Required work
1. In the post about Usher's song "Papers," can you condense the paragraph beginning "But even if he blames her" into a short bulleted list that keeps its main points?
2. In the post about Usher's song "Papers," what choices does the paragraph starting "He mentions how his mother turned away" say Usher made? List every one.
3. In the post about Usher's song "Papers," could you quote everything from "For me, it's" down to "close to him."?

Study text
-- -- --
Thursday, November 5, 2009

"How Rude!"

So, I was reading this post at Black and Married With Kids by Tara Pringle Jefferson. She was discussing the new song by Usher, "Papers." She is not feeling it.

I concur.

We are taught at a very early age not to "air our dirty laundry." If mama and daddy have a disagreement, well that stays in the house. If daddy forgets to pay the light bill, you don't tell your friends about "candle night."

You just don't do it.

It surprises me that as we get older, we seem to forget this rule. I'm not saying you need to be disingenuous or pretend to be happy when you're not. I'm just saying that there are some details about a relationship that should stay between those two people - divorce or not. I know we, women, have a tendency to want to tell EVERYTHING to our girlfriends. It's just not a good idea, for some reasons that are based in suspicion, but also for reasons that have more to do with intimacy - something extremely important to any relationship in my opinion.

For me, it's only sharing certain things with my husband. There are things that only he and I know - significant and insignificant. Jokes that we laugh about, lines in movies that are funny or romantic for reasons only we know, even phrases from e-mails or conversations we've had that have special meanings. Those things create that feeling of closeness and intimacy.

Even the bad times. There are arguments, certain situations, or songs that remind us of when we've struggled through something. For example, "Ben," may mean little to you, but it is connected with a particularly sad and troubling time we went through. It is not a happy memory, but I am reminded of how we pulled through that time together, and in that moment, I feel particularly close to him.

Maybe "Papers" is therapeutic for Usher. I think it's disrespectful. His divorce should be between he and his ex-wife. Maybe she was manipulative, maybe she was controlling, maybe she was Cruella DiVille.

But he picked her.

He mentions how his mother turned away from him, how all these negative things happened as a result of that union. But that was his choice. He married her when she already had a brood of children, married her knowing she was older, married her knowing his mother opposed it. THEN got her pregnant. THEN got her pregnant again. All these choices, he made. No one to blame but himself.

But even if he blames her, he should do it quietly. And privately. Not just because it's tacky as all get out. But because she deserves to have all of the moments they shared REMAIN private. Because he has children with this woman, and he should consider how they might feel hearing this song when they're older. He should consider her children - the children he chose when he chose her and how this very public break-up might be affecting them.

It's not even a good song. In the words of Stephanie Tanner, "How Rude!"
-- -- --
Records shown
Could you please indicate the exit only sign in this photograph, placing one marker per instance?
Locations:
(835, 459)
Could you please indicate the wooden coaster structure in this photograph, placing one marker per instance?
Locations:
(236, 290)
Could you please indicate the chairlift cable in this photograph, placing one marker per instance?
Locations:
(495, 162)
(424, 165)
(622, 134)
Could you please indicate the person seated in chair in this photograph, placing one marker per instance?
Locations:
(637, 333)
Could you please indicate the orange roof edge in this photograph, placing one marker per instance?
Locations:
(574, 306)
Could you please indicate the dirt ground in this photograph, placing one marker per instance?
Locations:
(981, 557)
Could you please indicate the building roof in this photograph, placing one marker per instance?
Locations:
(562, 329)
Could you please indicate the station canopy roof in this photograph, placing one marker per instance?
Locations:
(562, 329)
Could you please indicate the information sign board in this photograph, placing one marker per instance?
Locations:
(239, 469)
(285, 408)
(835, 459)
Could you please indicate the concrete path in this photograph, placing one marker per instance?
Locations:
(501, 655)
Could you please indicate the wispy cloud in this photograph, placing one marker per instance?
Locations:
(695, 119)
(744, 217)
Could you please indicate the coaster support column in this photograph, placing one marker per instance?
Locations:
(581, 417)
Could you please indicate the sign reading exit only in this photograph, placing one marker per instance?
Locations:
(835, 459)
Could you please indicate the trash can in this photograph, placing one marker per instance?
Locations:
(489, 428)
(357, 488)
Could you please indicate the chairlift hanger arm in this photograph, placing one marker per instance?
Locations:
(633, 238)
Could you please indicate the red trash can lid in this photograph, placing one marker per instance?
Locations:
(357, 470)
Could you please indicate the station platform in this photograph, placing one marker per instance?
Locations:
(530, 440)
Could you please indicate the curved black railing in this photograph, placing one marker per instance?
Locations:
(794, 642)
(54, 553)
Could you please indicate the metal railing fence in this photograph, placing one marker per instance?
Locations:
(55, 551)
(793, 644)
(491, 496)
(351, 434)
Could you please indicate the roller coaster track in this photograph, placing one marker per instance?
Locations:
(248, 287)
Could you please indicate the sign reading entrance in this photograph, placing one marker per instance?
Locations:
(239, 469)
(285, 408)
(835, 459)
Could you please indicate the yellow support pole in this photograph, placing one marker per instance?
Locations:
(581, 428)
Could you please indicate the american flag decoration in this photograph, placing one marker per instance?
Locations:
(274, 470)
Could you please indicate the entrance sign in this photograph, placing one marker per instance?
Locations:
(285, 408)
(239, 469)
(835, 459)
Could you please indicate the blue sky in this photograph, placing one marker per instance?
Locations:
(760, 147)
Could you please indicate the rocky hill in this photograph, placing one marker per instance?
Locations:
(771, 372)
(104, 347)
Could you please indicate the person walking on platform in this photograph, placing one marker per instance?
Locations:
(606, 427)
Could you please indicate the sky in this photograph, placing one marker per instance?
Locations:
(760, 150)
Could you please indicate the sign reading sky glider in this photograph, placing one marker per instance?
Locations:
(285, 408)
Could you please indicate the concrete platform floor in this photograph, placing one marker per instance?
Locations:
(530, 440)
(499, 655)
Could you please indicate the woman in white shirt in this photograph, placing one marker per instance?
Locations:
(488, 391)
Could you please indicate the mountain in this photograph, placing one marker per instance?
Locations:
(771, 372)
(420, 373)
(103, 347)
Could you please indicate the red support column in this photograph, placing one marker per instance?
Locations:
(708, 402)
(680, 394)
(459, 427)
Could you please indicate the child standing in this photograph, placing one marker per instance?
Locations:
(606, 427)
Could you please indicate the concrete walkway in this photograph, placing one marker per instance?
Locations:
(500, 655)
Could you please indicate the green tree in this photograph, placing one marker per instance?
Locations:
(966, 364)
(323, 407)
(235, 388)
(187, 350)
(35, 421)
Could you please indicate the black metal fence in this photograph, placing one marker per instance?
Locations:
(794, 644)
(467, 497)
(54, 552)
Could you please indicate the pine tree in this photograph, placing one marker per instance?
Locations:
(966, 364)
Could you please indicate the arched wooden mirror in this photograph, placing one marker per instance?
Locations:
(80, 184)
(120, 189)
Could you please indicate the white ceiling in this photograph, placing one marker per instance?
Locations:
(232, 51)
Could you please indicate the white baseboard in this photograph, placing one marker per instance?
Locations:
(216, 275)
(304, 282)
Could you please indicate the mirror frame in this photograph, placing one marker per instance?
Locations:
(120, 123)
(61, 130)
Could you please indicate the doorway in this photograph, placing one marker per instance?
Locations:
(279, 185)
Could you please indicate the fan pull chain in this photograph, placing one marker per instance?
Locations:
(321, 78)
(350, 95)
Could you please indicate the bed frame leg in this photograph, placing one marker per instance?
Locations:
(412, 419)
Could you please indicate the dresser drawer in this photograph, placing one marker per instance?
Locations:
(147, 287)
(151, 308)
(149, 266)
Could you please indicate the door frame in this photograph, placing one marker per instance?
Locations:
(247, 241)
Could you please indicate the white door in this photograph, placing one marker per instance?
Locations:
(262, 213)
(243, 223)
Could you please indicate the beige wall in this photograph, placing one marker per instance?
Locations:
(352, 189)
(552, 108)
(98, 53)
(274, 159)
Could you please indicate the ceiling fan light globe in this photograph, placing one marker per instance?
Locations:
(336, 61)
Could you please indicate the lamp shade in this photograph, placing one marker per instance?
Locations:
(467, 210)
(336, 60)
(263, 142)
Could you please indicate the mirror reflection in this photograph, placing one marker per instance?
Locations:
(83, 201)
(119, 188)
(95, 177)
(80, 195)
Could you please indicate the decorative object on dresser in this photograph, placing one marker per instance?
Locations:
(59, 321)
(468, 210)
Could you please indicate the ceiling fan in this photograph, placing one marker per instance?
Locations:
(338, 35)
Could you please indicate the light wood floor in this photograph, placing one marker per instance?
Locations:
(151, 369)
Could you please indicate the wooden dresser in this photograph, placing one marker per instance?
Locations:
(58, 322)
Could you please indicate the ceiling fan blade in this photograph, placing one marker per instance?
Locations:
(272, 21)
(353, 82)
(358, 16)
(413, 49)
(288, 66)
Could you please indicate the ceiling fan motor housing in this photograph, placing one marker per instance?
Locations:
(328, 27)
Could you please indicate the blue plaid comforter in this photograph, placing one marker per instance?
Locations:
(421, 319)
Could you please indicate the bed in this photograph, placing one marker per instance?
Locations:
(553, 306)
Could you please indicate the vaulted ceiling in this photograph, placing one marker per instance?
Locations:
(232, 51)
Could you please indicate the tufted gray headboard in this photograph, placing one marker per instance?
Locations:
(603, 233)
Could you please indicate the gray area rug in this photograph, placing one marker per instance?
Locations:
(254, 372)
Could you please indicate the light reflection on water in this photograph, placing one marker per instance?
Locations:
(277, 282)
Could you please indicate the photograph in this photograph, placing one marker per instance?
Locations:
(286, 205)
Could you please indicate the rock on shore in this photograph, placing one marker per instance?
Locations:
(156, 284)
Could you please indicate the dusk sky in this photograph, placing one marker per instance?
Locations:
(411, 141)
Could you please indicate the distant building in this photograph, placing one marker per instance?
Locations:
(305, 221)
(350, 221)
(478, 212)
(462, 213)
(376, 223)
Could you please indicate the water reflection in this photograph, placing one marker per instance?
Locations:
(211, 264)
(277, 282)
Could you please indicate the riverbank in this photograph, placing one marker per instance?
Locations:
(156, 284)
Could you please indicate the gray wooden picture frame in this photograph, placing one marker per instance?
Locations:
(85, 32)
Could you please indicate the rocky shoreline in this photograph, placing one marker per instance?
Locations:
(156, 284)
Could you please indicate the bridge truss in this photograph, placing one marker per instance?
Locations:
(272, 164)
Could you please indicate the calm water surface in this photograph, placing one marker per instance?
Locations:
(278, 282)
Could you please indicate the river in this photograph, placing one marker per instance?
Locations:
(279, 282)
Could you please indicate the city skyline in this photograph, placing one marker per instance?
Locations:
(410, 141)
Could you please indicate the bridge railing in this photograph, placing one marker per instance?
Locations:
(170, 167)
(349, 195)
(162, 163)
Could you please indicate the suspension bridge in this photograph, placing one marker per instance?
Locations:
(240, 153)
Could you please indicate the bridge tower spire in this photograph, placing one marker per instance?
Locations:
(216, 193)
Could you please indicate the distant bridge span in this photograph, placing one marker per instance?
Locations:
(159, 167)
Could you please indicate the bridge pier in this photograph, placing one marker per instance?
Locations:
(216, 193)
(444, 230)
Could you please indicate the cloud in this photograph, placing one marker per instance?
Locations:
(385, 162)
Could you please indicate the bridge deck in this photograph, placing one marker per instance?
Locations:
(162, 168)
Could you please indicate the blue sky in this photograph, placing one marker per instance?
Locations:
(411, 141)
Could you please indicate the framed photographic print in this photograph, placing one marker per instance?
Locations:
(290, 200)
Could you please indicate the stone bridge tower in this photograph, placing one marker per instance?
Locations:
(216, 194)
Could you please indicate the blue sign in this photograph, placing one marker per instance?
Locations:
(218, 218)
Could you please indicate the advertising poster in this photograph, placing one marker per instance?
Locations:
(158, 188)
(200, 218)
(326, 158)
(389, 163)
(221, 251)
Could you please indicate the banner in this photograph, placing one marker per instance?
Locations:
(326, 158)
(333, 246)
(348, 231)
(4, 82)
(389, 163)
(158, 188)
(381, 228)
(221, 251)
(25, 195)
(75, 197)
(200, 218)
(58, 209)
-- -- --
Task-by-task solutions
1.
- Even if he blames her, he should do it quietly and privately.
- Doing it publicly is tacky.
- She deserves to have all the moments they shared stay private.
- He has children with her and should consider how they might feel hearing the song when they're older.
- He should also consider her children, whom he chose when he chose her, and how the public break-up might be affecting them.

2.
- He married her when she already had a brood of children.
- He married her knowing she was older.
- He married her knowing his mother opposed it.
- He got her pregnant.
- He got her pregnant again.

3.
For me, it's only sharing certain things with my husband. There are things that only he and I know - significant and insignificant. Jokes that we laugh about, lines in movies that are funny or romantic for reasons only we know, even phrases from e-mails or conversations we've had that have special meanings. Those things create that feeling of closeness and intimacy.

Even the bad times. There are arguments, certain situations, or songs that remind us of when we've struggled through something. For example, "Ben," may mean little to you, but it is connected with a particularly sad and troubling time we went through. It is not a happy memory, but I am reminded of how we pulled through that time together, and in that moment, I feel particularly close to him.